### Given problem 1:
Decide whether each statement agrees with the forum post on NA runs, answering yes or no and quoting the words of the post that settle it. (a) The minimum run length of NA to be expanded is assumed to be 3. (b) Row 2 is meant to represent the case mentioned in the comment. (c) The writer prefers to work with a data.table in wide format.
### Given problem 2:
Write out the stretch of the forum post on NA runs from "First some data" through "IDs with rleid.".

— begin Excerpt to read —

Would highly appreciate any help on this, thanks in advance.
Because you comment that in your data "some [rows] begin and end with several NAs", hopefully this better represents the real data:
A B C D E F G H I J
1 1 2 3 NA NA 6 7 8 NA 10
2 1 NA NA NA 5 6 7 NA NA NA
3 1 2 3 4 NA NA NA 8 9 10
Let's assume that the minimum run length of NA to be expanded with NA is 2, and that two values before and two values after the run should be replaced with NA. In this example, row 2 would represent the case you mentioned in comment.
First some data wrangling. I prefer to work with a data.table in long format. With data.table we have access to the useful constants .I and .N, and can easily create run IDs with rleid.

— end Excerpt to read —
— begin Given entries —

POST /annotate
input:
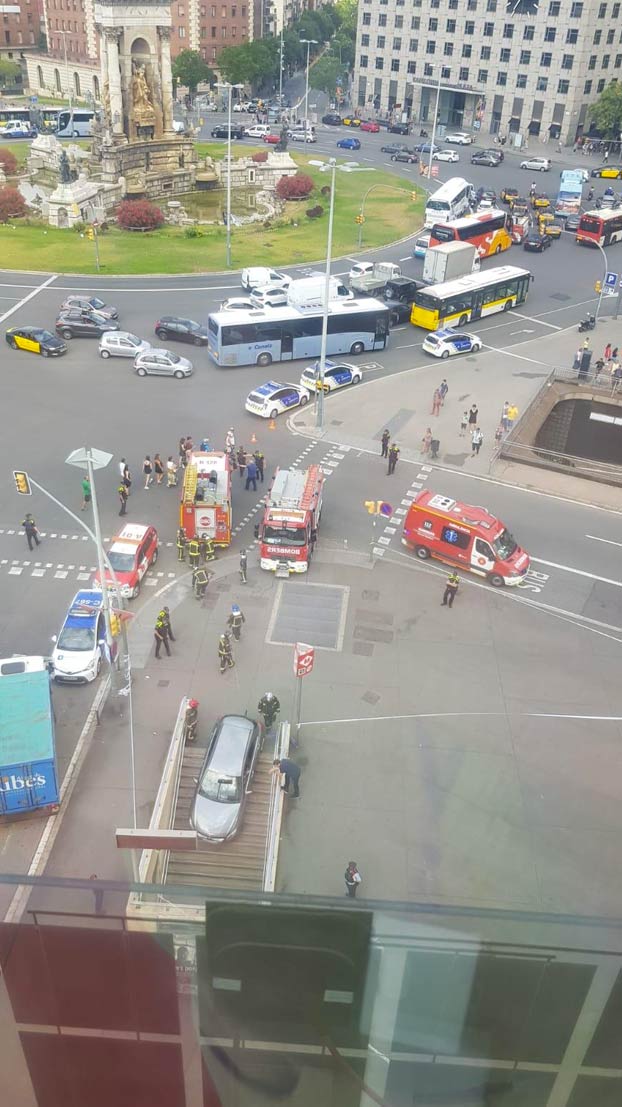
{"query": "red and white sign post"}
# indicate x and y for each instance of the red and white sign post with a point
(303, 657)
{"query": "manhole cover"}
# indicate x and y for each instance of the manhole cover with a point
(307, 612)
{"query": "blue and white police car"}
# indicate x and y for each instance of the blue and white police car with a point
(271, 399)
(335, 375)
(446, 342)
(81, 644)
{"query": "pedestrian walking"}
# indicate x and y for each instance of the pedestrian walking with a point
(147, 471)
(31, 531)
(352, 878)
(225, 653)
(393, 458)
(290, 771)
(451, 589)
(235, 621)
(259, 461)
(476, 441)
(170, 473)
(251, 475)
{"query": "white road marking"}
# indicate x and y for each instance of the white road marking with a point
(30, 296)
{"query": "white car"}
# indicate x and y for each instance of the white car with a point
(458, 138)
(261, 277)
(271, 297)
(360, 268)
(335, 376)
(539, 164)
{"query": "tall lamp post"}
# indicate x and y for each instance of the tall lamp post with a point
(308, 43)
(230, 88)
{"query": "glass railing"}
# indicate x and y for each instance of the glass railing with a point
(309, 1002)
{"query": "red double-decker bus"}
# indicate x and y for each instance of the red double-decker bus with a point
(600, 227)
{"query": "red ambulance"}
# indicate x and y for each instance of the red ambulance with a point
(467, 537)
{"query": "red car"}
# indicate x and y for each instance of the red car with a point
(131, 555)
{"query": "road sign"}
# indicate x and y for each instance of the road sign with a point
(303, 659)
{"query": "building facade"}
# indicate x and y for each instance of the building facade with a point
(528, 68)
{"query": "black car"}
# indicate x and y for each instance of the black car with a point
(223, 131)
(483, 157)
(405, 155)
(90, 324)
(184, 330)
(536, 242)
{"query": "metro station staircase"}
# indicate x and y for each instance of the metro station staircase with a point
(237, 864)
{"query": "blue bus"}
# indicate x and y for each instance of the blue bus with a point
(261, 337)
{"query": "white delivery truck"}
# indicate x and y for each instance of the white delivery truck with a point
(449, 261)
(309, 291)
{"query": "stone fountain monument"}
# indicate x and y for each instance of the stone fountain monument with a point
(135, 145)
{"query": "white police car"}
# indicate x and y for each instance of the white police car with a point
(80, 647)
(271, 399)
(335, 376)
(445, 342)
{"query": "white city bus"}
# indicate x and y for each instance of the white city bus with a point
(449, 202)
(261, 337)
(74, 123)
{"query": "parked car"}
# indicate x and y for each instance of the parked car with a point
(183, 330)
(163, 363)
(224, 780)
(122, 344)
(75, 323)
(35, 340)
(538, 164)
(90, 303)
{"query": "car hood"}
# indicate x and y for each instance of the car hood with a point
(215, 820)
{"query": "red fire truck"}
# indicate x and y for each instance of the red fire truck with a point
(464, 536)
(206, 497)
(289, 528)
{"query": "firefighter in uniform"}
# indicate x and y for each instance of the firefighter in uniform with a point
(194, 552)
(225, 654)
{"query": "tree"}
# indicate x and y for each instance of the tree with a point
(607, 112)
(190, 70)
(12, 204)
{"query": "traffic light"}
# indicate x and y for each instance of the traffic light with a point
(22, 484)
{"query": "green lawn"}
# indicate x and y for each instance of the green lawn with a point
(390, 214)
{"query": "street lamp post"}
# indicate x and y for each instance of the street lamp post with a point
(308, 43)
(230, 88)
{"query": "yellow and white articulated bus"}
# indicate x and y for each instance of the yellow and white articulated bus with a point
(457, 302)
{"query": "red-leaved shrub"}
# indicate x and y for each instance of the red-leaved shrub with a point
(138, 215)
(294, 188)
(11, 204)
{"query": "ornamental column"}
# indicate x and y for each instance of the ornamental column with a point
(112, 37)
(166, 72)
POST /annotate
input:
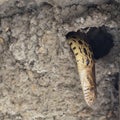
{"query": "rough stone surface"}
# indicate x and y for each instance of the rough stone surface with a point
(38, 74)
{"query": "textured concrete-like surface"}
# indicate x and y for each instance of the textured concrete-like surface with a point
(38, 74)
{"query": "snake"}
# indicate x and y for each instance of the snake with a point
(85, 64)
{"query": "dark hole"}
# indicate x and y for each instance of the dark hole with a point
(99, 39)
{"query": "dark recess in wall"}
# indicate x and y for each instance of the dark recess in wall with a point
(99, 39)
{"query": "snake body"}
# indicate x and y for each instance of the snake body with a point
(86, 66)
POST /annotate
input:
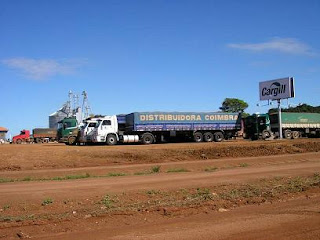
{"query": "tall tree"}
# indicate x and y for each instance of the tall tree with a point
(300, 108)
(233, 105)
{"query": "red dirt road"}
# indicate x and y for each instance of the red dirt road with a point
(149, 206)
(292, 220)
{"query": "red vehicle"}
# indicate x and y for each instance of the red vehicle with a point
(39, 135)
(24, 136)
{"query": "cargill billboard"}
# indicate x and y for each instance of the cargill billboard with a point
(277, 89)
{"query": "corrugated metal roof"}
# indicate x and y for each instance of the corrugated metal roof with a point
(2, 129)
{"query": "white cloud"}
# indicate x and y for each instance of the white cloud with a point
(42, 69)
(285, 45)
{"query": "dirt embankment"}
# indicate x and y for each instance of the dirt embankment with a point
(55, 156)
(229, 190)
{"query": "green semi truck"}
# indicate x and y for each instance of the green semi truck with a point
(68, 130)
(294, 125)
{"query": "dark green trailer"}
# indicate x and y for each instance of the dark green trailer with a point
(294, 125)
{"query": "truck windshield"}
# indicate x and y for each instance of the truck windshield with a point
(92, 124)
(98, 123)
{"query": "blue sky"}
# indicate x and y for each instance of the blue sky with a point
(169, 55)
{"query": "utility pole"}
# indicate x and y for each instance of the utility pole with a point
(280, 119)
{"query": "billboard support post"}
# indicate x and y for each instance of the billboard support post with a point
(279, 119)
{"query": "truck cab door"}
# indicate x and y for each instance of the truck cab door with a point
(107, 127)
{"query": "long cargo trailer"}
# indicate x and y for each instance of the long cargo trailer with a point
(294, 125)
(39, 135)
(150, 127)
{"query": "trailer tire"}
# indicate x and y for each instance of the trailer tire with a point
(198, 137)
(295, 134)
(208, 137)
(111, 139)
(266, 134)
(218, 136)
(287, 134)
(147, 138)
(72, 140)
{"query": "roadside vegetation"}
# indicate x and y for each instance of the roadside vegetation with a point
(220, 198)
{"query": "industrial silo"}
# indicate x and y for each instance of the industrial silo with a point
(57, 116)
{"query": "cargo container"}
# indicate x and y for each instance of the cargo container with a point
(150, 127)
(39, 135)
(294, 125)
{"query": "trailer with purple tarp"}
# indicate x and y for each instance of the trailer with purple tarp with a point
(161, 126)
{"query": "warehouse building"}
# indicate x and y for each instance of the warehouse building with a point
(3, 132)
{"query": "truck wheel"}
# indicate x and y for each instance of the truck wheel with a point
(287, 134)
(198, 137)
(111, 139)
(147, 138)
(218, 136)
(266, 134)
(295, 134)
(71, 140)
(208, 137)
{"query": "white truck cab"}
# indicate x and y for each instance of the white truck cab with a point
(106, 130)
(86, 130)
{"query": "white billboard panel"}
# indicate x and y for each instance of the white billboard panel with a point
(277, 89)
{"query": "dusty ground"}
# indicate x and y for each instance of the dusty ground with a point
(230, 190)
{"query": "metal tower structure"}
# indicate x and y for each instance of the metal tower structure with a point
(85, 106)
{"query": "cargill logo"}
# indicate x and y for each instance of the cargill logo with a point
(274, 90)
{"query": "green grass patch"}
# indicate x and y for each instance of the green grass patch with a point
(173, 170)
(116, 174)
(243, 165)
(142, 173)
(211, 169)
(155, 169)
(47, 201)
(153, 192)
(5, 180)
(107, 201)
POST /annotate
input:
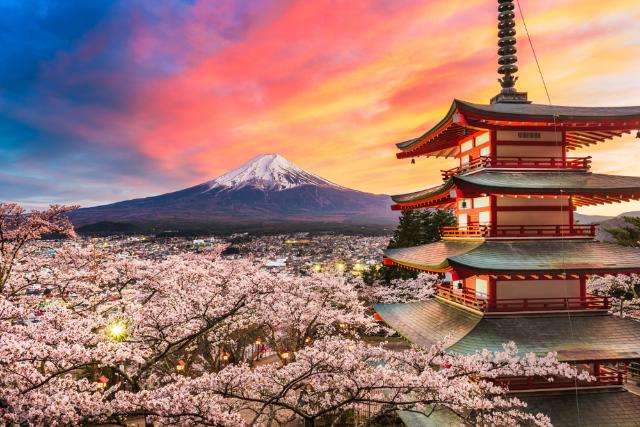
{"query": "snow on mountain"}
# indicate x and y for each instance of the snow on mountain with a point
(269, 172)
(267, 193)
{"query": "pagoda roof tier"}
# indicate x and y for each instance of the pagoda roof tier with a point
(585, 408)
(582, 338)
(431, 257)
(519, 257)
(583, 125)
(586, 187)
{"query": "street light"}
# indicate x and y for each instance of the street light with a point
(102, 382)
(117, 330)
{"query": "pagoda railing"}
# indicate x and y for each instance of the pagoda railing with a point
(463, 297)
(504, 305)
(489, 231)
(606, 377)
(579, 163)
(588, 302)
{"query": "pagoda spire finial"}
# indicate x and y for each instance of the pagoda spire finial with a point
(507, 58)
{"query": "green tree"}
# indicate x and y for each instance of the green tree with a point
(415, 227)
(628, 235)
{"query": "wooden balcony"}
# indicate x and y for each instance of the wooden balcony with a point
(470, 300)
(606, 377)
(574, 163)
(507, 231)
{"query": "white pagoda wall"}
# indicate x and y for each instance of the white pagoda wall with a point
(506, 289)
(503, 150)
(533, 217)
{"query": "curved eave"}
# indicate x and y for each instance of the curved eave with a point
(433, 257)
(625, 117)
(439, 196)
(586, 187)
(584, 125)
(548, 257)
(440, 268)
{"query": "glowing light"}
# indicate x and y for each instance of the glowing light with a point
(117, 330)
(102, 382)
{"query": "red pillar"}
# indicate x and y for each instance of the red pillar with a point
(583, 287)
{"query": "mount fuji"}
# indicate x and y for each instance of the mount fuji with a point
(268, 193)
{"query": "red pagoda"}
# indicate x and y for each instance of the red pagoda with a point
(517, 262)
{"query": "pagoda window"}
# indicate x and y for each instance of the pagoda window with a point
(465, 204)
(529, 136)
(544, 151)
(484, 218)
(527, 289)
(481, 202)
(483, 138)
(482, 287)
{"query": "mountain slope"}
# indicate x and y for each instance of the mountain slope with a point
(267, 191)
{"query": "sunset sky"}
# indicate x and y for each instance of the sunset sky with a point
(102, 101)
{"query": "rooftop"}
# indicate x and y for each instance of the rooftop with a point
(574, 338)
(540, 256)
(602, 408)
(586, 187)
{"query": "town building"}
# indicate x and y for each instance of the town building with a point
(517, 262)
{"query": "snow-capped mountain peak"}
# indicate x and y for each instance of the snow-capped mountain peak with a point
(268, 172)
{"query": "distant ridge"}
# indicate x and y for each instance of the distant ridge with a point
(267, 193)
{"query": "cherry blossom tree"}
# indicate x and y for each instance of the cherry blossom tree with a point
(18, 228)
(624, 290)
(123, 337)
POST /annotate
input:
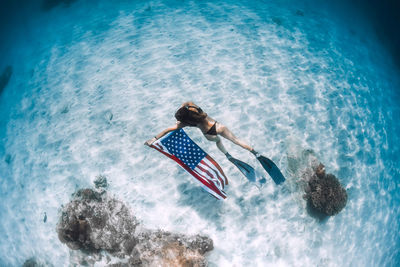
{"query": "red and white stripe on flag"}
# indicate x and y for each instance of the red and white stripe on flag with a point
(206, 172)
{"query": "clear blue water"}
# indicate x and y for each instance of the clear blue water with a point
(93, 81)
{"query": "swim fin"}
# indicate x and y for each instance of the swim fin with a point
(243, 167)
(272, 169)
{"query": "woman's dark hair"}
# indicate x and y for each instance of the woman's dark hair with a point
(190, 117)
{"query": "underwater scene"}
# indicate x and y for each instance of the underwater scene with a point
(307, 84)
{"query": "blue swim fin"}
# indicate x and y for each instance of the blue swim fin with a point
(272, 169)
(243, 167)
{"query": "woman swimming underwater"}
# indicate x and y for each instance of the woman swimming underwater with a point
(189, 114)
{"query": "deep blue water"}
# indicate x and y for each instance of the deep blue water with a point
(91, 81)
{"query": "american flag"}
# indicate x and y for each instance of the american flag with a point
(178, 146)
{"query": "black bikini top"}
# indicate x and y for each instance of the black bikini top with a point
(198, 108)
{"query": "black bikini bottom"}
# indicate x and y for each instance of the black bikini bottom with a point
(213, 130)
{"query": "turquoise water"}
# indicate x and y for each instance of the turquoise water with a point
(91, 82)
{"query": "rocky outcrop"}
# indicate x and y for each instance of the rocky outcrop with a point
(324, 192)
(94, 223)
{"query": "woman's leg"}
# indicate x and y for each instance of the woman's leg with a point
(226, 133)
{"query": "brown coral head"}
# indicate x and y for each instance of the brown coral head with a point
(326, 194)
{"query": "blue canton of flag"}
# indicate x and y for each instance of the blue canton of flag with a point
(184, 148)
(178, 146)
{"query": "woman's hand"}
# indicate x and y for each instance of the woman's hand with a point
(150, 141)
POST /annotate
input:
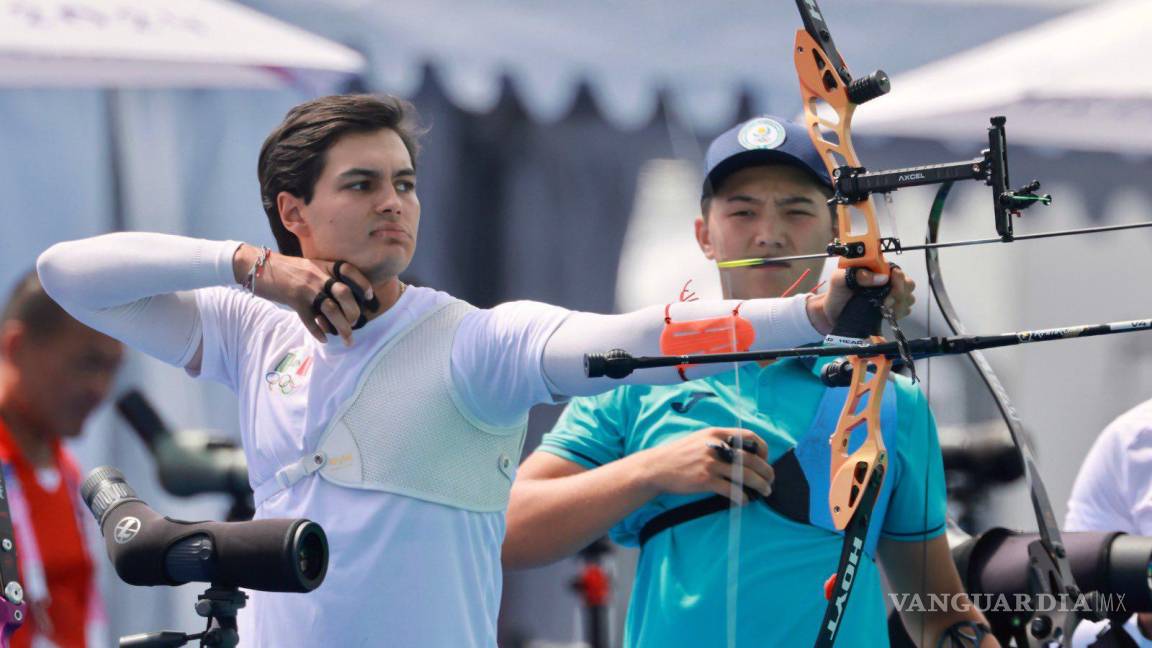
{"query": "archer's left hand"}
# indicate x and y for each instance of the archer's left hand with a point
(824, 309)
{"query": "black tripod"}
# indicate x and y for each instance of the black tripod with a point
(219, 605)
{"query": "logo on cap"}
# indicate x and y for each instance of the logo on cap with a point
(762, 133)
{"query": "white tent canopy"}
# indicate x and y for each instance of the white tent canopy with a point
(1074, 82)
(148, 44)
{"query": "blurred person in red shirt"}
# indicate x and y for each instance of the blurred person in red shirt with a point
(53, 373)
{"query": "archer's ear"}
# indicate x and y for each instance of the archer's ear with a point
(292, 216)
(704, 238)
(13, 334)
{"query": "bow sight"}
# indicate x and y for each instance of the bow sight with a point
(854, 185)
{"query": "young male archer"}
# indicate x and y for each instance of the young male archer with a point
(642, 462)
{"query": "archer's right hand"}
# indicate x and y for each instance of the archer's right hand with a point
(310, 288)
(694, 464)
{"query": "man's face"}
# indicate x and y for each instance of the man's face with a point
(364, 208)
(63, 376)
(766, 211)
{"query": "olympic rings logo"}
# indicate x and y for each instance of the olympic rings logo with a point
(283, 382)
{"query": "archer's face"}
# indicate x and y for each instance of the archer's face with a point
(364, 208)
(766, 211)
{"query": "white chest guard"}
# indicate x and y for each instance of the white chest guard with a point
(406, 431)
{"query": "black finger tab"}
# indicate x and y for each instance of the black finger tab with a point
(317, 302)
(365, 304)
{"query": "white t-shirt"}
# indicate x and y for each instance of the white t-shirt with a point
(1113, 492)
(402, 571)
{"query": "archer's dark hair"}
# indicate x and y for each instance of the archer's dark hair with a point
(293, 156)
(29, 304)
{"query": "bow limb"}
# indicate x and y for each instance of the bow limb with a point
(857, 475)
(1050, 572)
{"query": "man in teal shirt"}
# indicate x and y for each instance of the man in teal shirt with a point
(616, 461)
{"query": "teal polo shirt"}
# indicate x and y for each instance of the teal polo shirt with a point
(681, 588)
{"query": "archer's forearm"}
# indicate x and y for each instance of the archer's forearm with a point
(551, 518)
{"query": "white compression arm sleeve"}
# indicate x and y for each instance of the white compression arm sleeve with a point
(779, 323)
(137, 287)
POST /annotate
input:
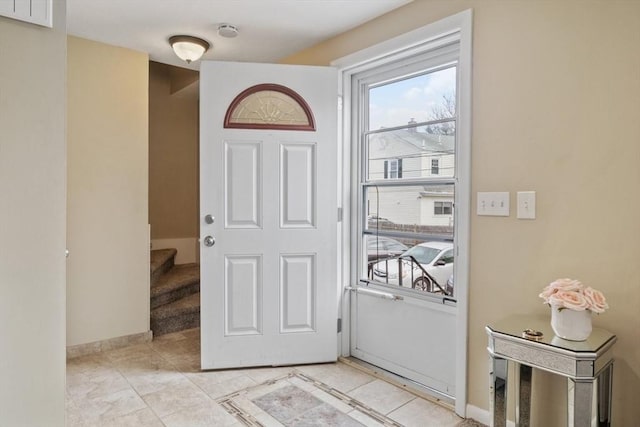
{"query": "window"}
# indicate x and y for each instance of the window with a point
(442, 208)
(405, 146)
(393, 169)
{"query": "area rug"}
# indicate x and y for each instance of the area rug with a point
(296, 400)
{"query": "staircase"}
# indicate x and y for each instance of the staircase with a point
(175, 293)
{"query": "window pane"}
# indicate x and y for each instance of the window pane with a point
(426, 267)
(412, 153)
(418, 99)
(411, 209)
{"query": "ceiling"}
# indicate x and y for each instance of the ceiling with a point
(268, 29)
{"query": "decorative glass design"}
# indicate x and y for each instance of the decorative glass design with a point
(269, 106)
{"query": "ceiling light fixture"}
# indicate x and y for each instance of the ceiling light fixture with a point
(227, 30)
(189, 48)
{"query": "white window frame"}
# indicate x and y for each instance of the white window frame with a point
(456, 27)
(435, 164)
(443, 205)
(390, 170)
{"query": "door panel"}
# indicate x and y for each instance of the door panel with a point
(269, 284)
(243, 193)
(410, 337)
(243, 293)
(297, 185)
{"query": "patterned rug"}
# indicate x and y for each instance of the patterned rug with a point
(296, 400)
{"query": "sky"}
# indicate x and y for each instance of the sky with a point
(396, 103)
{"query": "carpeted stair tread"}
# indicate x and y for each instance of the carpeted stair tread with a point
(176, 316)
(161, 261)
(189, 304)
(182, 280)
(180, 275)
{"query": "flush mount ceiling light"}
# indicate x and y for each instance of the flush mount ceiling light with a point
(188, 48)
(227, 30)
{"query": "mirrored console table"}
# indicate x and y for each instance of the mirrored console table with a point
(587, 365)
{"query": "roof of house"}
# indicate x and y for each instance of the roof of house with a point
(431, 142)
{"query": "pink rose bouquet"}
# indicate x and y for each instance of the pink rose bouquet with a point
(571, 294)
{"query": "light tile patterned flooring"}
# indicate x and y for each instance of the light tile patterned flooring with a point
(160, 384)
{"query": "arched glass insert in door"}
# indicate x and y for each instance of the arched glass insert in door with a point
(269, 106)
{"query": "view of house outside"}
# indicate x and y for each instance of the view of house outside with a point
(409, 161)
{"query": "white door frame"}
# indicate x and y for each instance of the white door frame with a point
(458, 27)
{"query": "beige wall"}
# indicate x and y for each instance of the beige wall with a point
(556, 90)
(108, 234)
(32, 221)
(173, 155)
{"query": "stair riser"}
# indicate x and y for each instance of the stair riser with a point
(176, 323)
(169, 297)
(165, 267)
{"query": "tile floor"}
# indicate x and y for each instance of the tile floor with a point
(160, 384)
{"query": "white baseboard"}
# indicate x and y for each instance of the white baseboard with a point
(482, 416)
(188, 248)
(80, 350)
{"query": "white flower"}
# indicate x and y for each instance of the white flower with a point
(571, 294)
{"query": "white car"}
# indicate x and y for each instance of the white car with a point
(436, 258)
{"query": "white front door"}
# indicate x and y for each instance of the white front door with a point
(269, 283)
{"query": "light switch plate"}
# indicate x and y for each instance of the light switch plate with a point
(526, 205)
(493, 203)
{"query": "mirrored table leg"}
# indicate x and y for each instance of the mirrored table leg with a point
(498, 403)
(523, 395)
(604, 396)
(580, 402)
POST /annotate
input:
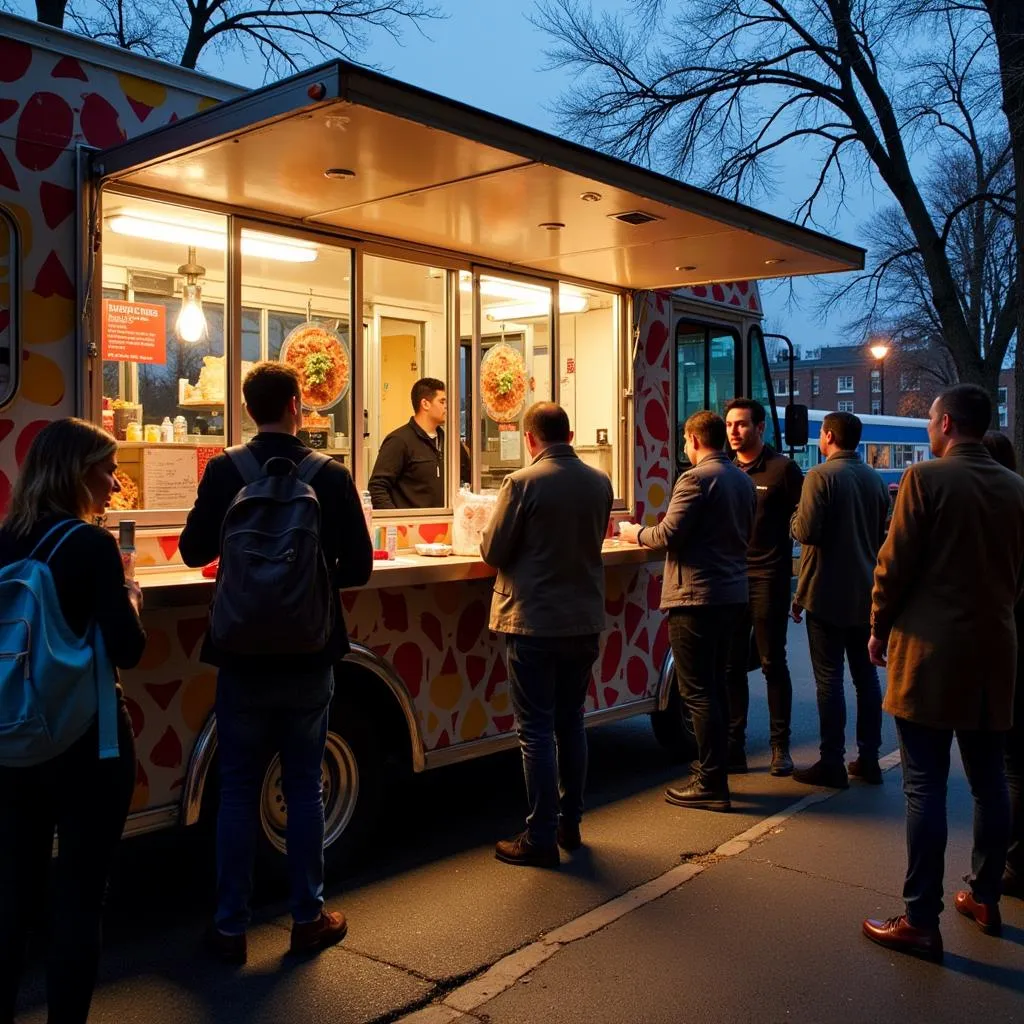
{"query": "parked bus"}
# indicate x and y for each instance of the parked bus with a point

— end Given entries —

### Problem solution 1:
(a) No: "Let's assume that the minimum run length of NA to be expanded with NA is 2"
(b) Yes: "row 2 would represent the case you mentioned in comment"
(c) No: "I prefer to work with a data.table in long format."

### Problem solution 2:
First some data wrangling. I prefer to work with a data.table in long format. With data.table we have access to the useful constants .I and .N, and can easily create run IDs with rleid.